Material for the task:
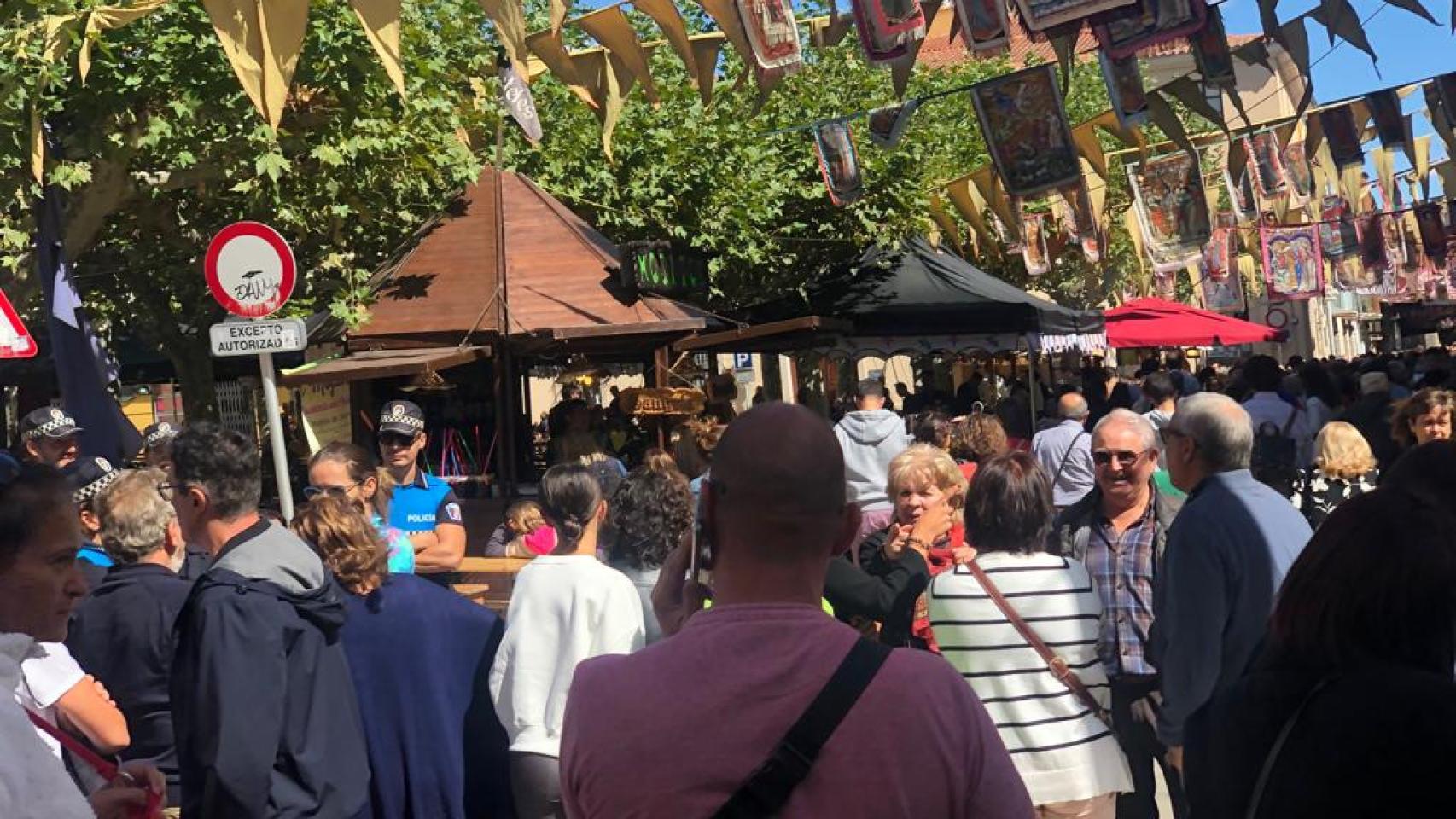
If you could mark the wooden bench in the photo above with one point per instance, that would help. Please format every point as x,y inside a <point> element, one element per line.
<point>488,581</point>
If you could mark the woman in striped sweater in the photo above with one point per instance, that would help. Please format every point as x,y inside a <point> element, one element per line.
<point>1066,755</point>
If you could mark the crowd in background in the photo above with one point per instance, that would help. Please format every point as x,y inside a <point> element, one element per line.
<point>1237,577</point>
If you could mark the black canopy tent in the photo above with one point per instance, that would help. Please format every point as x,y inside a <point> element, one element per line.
<point>911,299</point>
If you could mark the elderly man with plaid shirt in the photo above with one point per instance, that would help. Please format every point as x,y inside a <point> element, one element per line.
<point>1119,531</point>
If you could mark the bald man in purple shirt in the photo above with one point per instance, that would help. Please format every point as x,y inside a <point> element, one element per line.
<point>678,728</point>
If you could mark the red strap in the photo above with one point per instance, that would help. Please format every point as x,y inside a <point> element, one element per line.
<point>103,767</point>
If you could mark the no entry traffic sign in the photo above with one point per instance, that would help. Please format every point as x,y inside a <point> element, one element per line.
<point>249,270</point>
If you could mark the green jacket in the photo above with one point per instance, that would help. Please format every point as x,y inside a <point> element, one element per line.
<point>1072,528</point>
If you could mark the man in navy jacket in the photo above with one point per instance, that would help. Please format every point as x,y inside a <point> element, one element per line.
<point>262,705</point>
<point>1226,557</point>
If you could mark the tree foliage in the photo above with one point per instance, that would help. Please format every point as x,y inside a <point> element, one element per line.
<point>159,148</point>
<point>724,181</point>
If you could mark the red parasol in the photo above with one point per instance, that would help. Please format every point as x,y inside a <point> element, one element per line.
<point>1156,322</point>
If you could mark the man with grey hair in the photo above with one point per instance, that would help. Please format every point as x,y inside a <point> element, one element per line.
<point>1120,531</point>
<point>123,631</point>
<point>1064,451</point>
<point>1228,553</point>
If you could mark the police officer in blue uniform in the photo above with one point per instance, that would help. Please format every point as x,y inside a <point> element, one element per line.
<point>424,507</point>
<point>89,478</point>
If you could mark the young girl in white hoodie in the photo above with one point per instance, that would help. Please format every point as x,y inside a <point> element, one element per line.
<point>565,607</point>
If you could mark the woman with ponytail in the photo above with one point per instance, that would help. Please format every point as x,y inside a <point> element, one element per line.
<point>565,607</point>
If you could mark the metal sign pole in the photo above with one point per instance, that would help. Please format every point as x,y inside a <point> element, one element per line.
<point>276,435</point>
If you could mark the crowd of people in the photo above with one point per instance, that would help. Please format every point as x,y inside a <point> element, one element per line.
<point>1243,579</point>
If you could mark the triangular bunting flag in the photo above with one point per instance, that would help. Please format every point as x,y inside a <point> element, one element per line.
<point>707,47</point>
<point>725,14</point>
<point>15,340</point>
<point>550,49</point>
<point>614,31</point>
<point>107,18</point>
<point>1340,18</point>
<point>1089,148</point>
<point>670,20</point>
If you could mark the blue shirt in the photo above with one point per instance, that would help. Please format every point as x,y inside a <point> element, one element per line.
<point>95,555</point>
<point>422,505</point>
<point>401,552</point>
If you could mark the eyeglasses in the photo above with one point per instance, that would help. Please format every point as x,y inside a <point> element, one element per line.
<point>1104,457</point>
<point>311,492</point>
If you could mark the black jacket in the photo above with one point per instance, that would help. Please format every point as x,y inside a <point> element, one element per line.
<point>880,590</point>
<point>1072,528</point>
<point>121,635</point>
<point>264,707</point>
<point>1373,742</point>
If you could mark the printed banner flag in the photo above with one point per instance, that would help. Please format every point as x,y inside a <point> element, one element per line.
<point>1268,166</point>
<point>1045,14</point>
<point>1389,123</point>
<point>84,367</point>
<point>515,95</point>
<point>1293,266</point>
<point>881,41</point>
<point>773,34</point>
<point>1034,247</point>
<point>888,124</point>
<point>1210,51</point>
<point>1173,210</point>
<point>983,24</point>
<point>1297,175</point>
<point>839,163</point>
<point>1124,88</point>
<point>1431,231</point>
<point>1223,294</point>
<point>1027,131</point>
<point>1342,134</point>
<point>1338,235</point>
<point>1148,22</point>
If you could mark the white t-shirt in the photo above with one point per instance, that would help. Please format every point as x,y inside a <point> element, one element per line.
<point>45,677</point>
<point>564,608</point>
<point>32,783</point>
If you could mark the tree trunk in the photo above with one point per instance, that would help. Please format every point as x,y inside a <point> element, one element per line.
<point>194,365</point>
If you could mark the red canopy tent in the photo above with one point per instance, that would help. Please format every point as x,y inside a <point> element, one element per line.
<point>1155,322</point>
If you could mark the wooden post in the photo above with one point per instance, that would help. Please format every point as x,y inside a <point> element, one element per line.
<point>660,369</point>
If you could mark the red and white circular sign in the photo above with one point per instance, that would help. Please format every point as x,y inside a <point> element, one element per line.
<point>249,270</point>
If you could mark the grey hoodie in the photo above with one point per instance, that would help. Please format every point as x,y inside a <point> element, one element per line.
<point>870,441</point>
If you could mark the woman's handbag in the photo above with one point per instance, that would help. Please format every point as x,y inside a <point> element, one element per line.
<point>1054,664</point>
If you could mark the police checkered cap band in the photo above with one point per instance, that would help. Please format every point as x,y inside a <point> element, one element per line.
<point>59,421</point>
<point>162,433</point>
<point>399,415</point>
<point>96,486</point>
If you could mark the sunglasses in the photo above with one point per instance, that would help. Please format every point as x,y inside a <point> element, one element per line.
<point>311,492</point>
<point>1104,457</point>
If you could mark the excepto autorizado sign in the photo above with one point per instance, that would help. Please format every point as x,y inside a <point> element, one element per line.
<point>253,338</point>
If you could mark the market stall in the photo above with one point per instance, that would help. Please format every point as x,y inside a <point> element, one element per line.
<point>503,280</point>
<point>1155,323</point>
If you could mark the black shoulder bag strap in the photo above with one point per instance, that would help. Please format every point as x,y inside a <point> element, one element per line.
<point>1267,770</point>
<point>769,787</point>
<point>1068,454</point>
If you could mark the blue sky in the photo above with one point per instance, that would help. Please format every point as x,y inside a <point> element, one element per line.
<point>1408,47</point>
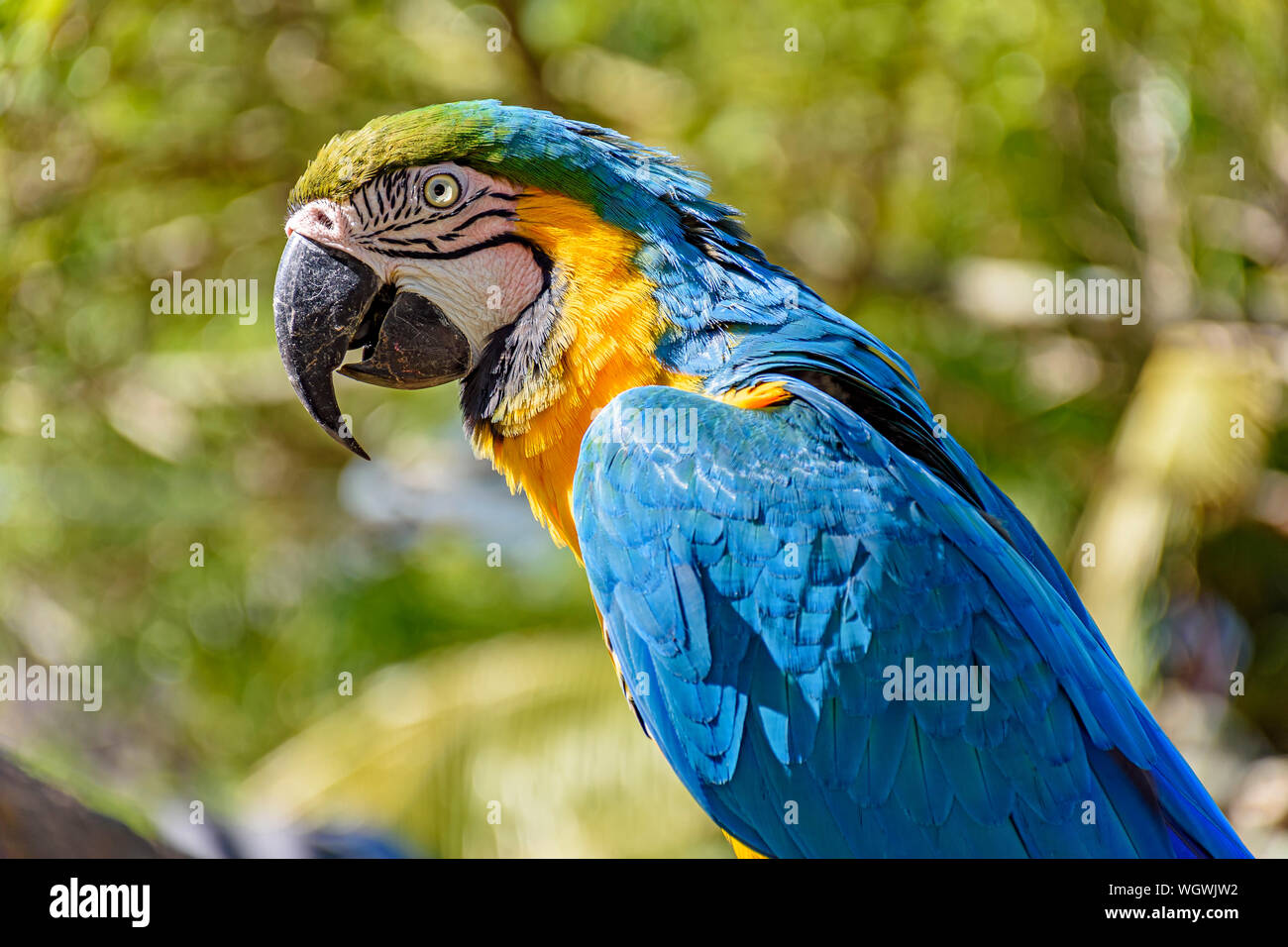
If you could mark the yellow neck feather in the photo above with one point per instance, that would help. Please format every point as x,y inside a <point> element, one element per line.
<point>605,338</point>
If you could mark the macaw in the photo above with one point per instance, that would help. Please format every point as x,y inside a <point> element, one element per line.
<point>841,635</point>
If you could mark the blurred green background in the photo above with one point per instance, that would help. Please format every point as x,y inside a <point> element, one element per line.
<point>1160,449</point>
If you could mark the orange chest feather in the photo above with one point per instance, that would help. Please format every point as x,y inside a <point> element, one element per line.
<point>604,341</point>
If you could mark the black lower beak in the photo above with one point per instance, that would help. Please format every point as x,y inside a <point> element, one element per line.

What to do:
Leave the pictures out and reproduce every record above exactly.

Response for this exercise:
If you could mark the wooden bench in the photo above with one point per instance, that would help. Please format every point as x,y inside a <point> element, one element per line.
<point>488,581</point>
If you could mark the woman in striped sweater in the photo above with one point per instance, that would help. Please format every point as x,y inside a <point> element, one element per line.
<point>1066,755</point>
If you could mark the crowd in background in the photo above with one point per instance, that would help. Please format every point as x,y inside a <point> element, one element per line.
<point>1237,577</point>
If you could mark the black canopy tent in the photo above with one point per instance, that would help. Please format every point as x,y inside a <point> element, one element per line.
<point>911,299</point>
If you could mark the elderly man with plaid shirt in the photo above with one point per instance, that would help. Please format every point as x,y inside a <point> element, one element per line.
<point>1119,531</point>
If you could mark the bald man in purple shirt in the photo above with one point per instance, that would help. Please format every point as x,y inside a <point> element, one element per line.
<point>678,728</point>
If you could mark the red strap in the photo above with one point per instance, that would help. Please format every point as x,y inside a <point> element, one element per line.
<point>103,767</point>
If you could mark the no entry traffic sign in the photo above with one point per instance, that would help. Please format every point as x,y inside a <point> element, one element per line.
<point>249,270</point>
If you could mark the green jacket in the photo above with one point per instance, that would help. Please format every point as x,y inside a <point> element, one element per line.
<point>1072,528</point>
If you could mark the man in navy jacket in the photo above with one point per instance, that would help. Please format every point as x,y inside a <point> element, one element per line.
<point>262,705</point>
<point>1226,557</point>
If you could mark the tree foliage in the photo above with one point per instance, that would help. Please format every point as x,y inside a <point> element, one element per line.
<point>159,148</point>
<point>724,181</point>
If you could mark the red parasol in the photo above with one point per instance, that would help. Please format every point as x,y inside a <point> element, one element per line.
<point>1156,322</point>
If you could mark the man with grey hair in the photo above with one point per instance, that would help. Please format every point as x,y inside a <point> element, one element per line.
<point>1120,531</point>
<point>123,631</point>
<point>1064,451</point>
<point>1228,553</point>
If you could mark the police officer in blue uniform in the photo above with one point per instance, that would help. Please format every point as x,y inside a <point> element, one element per line.
<point>424,507</point>
<point>89,478</point>
If you could mark the young girl in white hoodie in the photo above with one point per instance, that would help. Please format every point as x,y inside a <point> element, one element per line.
<point>565,607</point>
If you could mark the woman with ponytail in the photo above with one point per instance, that would help. Please format every point as x,y inside a <point> element, one element per line.
<point>565,607</point>
If you could mark the metal sign pole in the photo above with one point per instance, that would help. Please format every point as x,y inside a <point> element, one element per line.
<point>276,435</point>
If you could mark the crowd of people in the photo above with one point per instance, that would help. Please format every point as x,y inside a <point> element, one element per line.
<point>1243,579</point>
If you could mark the triangular bunting flag in the photo above with one point per instance, that would help. Please format every point as x,y inside a <point> element, one element per line.
<point>707,47</point>
<point>725,14</point>
<point>15,340</point>
<point>550,49</point>
<point>614,31</point>
<point>107,18</point>
<point>1340,18</point>
<point>1089,148</point>
<point>670,20</point>
If you could mark the blue shirt in the photo above with one point per instance, that would help. Please format every point as x,y inside a <point> element, one element per line.
<point>95,555</point>
<point>422,505</point>
<point>401,552</point>
If you could mark the eyeglasses in the photo above with one point per instance, that would help. Please format every point as x,y inside a <point> element, one element per line.
<point>1104,457</point>
<point>311,492</point>
If you could mark the black jacket in the photo above with one point per instance, that would help. Please format every point as x,y inside a <point> element, one element per line.
<point>880,590</point>
<point>1072,528</point>
<point>121,635</point>
<point>264,707</point>
<point>1373,742</point>
If you could mark the printed banner flag in the photo above with one point per instance, that would help. Please format every point as x,y inside a <point> element, one element per line.
<point>1268,166</point>
<point>1045,14</point>
<point>1389,123</point>
<point>84,367</point>
<point>515,95</point>
<point>1293,266</point>
<point>881,41</point>
<point>773,34</point>
<point>1034,247</point>
<point>888,124</point>
<point>1210,51</point>
<point>1173,210</point>
<point>983,24</point>
<point>1297,175</point>
<point>839,163</point>
<point>1124,88</point>
<point>1431,231</point>
<point>1223,294</point>
<point>1027,131</point>
<point>1342,134</point>
<point>1338,235</point>
<point>1148,22</point>
If you could mark the white t-shirt in the photo above with one point per instance, that would help. Please format every point as x,y inside a <point> element, one element per line.
<point>45,677</point>
<point>564,608</point>
<point>32,783</point>
If you could mark the tree trunk in the photo above with one point per instance, that would help. Please format every point as x,y inside a <point> element, one element per line.
<point>194,365</point>
If you could mark the red canopy tent in the photo above with one point per instance, that would help. Please format every point as x,y inside a <point> element, one element per line.
<point>1155,322</point>
If you could mark the wooden post in the photo above with one point per instance, that would help. Please format every point as x,y inside a <point> element, one element per line.
<point>660,369</point>
If you could mark the red and white circular sign in the photo above with one point per instance, that would help. Please format every point as x,y inside a <point> element, one element per line.
<point>249,270</point>
If you could mark the grey hoodie in the photo above with one point per instance, that would help. Please format every point as x,y inside a <point> element, one element per line.
<point>870,441</point>
If you could mark the woman's handbag in the photo above with one point per instance, that would help. Please format every point as x,y inside a <point> element, one element per line.
<point>1054,664</point>
If you could mark the police checkered cap band in the photo above with one point per instance, that would help. Please format every point as x,y inside a <point> element, one element per line.
<point>59,421</point>
<point>162,433</point>
<point>399,415</point>
<point>96,486</point>
If you could mark the sunglasses in the photo above with one point per instance, that would help. Please format every point as x,y inside a <point> element, one element per line.
<point>311,492</point>
<point>1104,457</point>
If you could mark the excepto autorizado sign in the photo above with one point per instance, that would help. Please format every point as x,y inside a <point> element, one element per line.
<point>253,338</point>
If you could mark the market stall in the photo above with one point per instance, that would help. Please format every point as x,y inside a <point> element, one element per line.
<point>503,280</point>
<point>1155,323</point>
If you could mark the black shoulder bag strap in the photo above with one point per instance, that would help. Please format every point as x,y inside a <point> element, one element per line.
<point>1267,770</point>
<point>769,787</point>
<point>1068,454</point>
If you could mark the blue sky in the photo above with one point per instance, that would help. Please format every point as x,y inside a <point> element, one element per line.
<point>1408,47</point>
If you could mark the yellow neck feather in the photo above with one point per instance, that would help. Please format every point as x,y inside a <point> element, one element per line.
<point>605,338</point>
If you could mark the macaw in the photo above with one point per instance, that would help. Please format every point as x,y inside a <point> element, one element per line.
<point>841,635</point>
If you could mark the blurred green background in the photo above with one point per instance, that would help. Please format every point as x,y inside a <point> element, one element per line.
<point>1160,449</point>
If you could mark the orange chest feather in the photo above with one point per instance, that would help. Please format every point as x,y inside a <point> element, one element per line.
<point>604,341</point>
If you could mark the black lower beak in the photo above with one point per instance, that would help. Please format every point as x,y inside a <point> element, one element per line.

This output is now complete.